▶ **PROBLEM REQUIREMENTS**
Convert all of the material below into a JSON list of strings, with each line as its own string and blank lines omitted.

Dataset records
= = = = = = =

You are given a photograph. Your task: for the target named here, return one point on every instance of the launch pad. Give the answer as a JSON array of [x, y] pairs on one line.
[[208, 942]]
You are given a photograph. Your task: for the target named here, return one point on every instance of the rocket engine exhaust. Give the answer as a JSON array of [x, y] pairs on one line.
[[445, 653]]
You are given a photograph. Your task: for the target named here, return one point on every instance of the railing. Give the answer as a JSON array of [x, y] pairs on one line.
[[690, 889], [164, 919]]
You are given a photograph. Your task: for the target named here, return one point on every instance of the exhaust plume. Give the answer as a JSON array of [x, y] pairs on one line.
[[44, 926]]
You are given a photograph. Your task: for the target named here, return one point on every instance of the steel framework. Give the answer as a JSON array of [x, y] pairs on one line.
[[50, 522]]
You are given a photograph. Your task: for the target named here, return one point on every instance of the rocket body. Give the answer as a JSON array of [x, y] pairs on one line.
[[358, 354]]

= = = = = = =

▶ **RESULT BELOW**
[
  "You are given a photograph. Your task: for the target named here, return one point on every instance of the launch pad. Give the answer as a JSON array of [x, y] pairs on one line.",
  "[[208, 942]]",
  "You are given a photograph. Your task: for the target named here, return one point on every instance of the rocket engine exhaust. Give the answer as a JSON array of [x, y] pairs on one line.",
  "[[445, 653]]",
  "You are given a photograph. Your task: for the target named here, return one point on every instance of the railing. Give the answer as a JSON array of [x, y] pairs on one line.",
  "[[690, 889], [164, 919]]",
  "You are given a photograph. Your task: for the target named here, return one point on every instance of the exhaust plume. Give the answer as a JSON array of [x, y] pairs on one line.",
  "[[44, 926]]",
  "You are given a photograph. Your task: for the target named here, return one point on every instance of the steel framework. Give the answer as a JSON array of [x, y] pairs on one line.",
  "[[50, 522]]",
  "You are given a photograph. Your task: for the target named here, return one point on every instance of the rocket body. Give the answer as a JSON array of [x, y] pairs on one line.",
  "[[358, 354]]"
]